◆ **Problem statement**
The entire listing below is to be transcribed without a single slip.
============================================================
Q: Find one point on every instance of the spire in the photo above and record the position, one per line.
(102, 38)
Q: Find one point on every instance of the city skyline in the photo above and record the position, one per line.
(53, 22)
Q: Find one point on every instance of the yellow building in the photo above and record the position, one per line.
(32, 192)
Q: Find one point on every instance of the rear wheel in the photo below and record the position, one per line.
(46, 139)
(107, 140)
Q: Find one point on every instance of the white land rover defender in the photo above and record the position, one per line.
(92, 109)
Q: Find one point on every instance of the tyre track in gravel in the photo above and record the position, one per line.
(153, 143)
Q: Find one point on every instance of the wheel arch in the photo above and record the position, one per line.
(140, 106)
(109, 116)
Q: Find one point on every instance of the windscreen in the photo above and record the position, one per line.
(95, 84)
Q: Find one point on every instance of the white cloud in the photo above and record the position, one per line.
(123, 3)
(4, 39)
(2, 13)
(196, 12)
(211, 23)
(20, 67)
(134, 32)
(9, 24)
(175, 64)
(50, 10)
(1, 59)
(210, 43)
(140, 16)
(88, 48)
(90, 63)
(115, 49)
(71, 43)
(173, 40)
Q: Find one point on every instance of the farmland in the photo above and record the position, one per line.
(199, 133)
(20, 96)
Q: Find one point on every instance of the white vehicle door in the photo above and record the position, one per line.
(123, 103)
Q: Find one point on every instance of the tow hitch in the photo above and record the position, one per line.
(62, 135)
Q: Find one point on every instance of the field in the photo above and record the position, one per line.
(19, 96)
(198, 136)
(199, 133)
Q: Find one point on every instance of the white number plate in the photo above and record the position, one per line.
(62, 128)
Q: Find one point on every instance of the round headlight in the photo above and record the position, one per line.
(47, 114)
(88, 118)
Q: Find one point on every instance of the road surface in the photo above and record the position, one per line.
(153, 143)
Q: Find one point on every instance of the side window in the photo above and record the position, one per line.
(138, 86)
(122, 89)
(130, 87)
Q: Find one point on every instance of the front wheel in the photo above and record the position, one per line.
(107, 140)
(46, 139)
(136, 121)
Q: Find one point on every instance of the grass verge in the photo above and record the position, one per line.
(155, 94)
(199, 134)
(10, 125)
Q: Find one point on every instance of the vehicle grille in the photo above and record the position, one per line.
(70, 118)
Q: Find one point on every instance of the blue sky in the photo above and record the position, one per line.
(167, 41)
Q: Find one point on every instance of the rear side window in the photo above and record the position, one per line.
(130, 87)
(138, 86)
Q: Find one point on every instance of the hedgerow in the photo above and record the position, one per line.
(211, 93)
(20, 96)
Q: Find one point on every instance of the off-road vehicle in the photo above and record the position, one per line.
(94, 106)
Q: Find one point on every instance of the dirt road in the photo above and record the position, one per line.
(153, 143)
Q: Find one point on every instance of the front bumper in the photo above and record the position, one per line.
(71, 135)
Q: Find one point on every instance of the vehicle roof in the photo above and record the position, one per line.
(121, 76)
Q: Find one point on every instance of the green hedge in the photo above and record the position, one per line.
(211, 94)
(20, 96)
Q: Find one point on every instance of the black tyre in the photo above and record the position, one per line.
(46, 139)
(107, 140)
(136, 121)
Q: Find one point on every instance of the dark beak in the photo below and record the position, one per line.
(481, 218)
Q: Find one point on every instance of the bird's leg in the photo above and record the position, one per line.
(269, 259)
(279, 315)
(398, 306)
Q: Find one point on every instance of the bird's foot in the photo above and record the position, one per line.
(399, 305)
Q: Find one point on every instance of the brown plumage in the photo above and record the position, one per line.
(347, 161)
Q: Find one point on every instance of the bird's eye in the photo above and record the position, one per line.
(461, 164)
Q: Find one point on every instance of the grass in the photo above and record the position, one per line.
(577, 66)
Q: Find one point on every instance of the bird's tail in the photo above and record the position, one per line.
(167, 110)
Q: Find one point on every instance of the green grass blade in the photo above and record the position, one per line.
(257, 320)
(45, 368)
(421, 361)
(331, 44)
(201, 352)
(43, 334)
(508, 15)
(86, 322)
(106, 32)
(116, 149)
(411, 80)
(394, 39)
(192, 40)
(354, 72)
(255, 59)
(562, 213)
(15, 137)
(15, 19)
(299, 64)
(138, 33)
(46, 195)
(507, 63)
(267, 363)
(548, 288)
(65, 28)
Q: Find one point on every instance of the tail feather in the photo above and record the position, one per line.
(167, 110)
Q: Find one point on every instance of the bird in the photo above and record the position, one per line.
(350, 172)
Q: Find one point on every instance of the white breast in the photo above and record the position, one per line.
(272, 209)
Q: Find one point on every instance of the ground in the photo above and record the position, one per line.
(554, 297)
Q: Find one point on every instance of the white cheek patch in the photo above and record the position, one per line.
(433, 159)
============================================================
◆ **Solution below**
Q: Find one point on every instance of the spire in the photo above and record the position, one per line.
(102, 38)
Q: Find one point on every instance of the city skyline in the photo above and record the position, one per line.
(53, 22)
Q: Find one point on every instance of the yellow building in the photo above and record the position, one per line.
(32, 192)
Q: Find one point on every instance of the rear wheel in the photo below and record the position, one per line.
(46, 139)
(107, 140)
Q: Find one point on every instance of the white land rover defender in the photo above and record the position, one per line.
(92, 109)
Q: Find one point on every instance of the tyre track in gravel in the photo above and record the position, one per line.
(153, 143)
Q: Find one point on every instance of the wheel arch in the photo above and record the position, one per line.
(140, 106)
(109, 116)
Q: Find one point on every instance of the windscreen in the photo above and record the position, one per line.
(95, 84)
Q: Find one point on every instance of the white cloud in the photo above and record the position, one per line.
(123, 3)
(4, 39)
(2, 13)
(196, 12)
(211, 23)
(20, 67)
(134, 32)
(9, 24)
(175, 64)
(50, 10)
(1, 59)
(210, 43)
(140, 16)
(88, 48)
(90, 63)
(115, 49)
(71, 43)
(173, 40)
Q: Find one point on every instance of the farmland in the photo above and record the position, one per line.
(199, 133)
(20, 96)
Q: Find one point on every instance of the white vehicle door in the photo above and record the position, one per line.
(123, 103)
Q: Find one point on every instance of the tow hitch in the photo above and record the position, one per line.
(62, 135)
Q: Find one point on every instance of the field in the photo above and record the position, one per line.
(19, 96)
(198, 136)
(199, 133)
Q: Find one point on every instance of the white number plate in the photo above and record the position, one per line.
(62, 128)
Q: Find one point on every instance of the round headlight in the photo above and record the position, one per line.
(47, 114)
(88, 118)
Q: Find one point on every instance of the road surface in the photo above and record the position, one per line.
(153, 143)
Q: Find one point on every instance of the side window in the photo above and record the position, one per line.
(138, 86)
(122, 89)
(130, 87)
Q: Find one point on every instance of the front wheel in the photo above and record the position, one per line.
(107, 140)
(46, 139)
(136, 121)
Q: Find one point on every instance of the grass verge in the photo above and record the position, one per line.
(155, 94)
(199, 134)
(10, 125)
Q: Find one point on every instance of the vehicle grille in the photo above and record the position, one per line.
(70, 118)
Q: Find one point on every instance of the blue sky in the photo above and record the position, one per line.
(167, 41)
Q: Find one point on every instance of the rear side window in the photo above and record the position, one per line.
(130, 87)
(138, 86)
Q: Find one point on every instance of the hedgerow in the photo above and record the position, one per line.
(211, 93)
(20, 96)
Q: Find one point on every instance of the off-road vehicle in the photo above and record the position, one per line.
(94, 106)
Q: Find one point on every instance of the dirt road in the photo above and record the position, one per line.
(153, 143)
Q: Find one point on every instance of the front bumper in the photo above and record the position, one per line.
(71, 135)
Q: Find one point on every instance of the vehicle roof in the photo above and record the position, one per line.
(121, 76)
Q: Find one point on every instance of the green hedge in the photo above and record the position, one per line.
(211, 94)
(20, 96)
Q: Find one point on every instance of the black tyre in the photo above and record the position, one per line.
(46, 139)
(107, 140)
(136, 121)
Q: Find one point on every instance of the dark beak in the photo below and record the position, one per line.
(481, 218)
Q: Find one point on every instance of the bird's leg in the photo above and record the position, one per line.
(269, 259)
(279, 315)
(398, 306)
Q: Find one point on every instance of the bird's foot in the photo above and record the position, one per line.
(399, 305)
Q: Find one point on every instance of the brown plumage in the photo above and record the position, one per line.
(347, 161)
Q: Find one point on every instance of the bird's eye in the photo above and record the position, one per line.
(461, 164)
Q: Find one point on every instance of the grass in the photo above and record the position, one per line.
(577, 66)
Q: Find one point on every instance of the bird's tail in the photo above and record the position, one per line.
(167, 110)
Q: Find one point on every instance of the green grass blade in the photo above and record the position, one per line.
(257, 320)
(45, 368)
(421, 361)
(331, 44)
(201, 352)
(43, 334)
(508, 15)
(86, 322)
(106, 32)
(116, 149)
(411, 80)
(394, 39)
(192, 40)
(354, 72)
(255, 59)
(562, 213)
(15, 137)
(15, 19)
(299, 64)
(138, 33)
(46, 195)
(507, 63)
(267, 363)
(548, 288)
(65, 28)
Q: Find one point on every instance of the tail feather in the photo above and record the position, one per line.
(167, 110)
Q: Find one point on every instance of the bird in the photo above and record the position, one per line.
(350, 172)
Q: Find one point on every instance of the white breast in the photo above and record the position, one per line.
(272, 209)
Q: Find one point on every instance of the ground in the photo above and record the position, one per line.
(554, 297)
Q: Find one point on every instance of the white cheek patch in the photo above and record the position, one per line.
(433, 159)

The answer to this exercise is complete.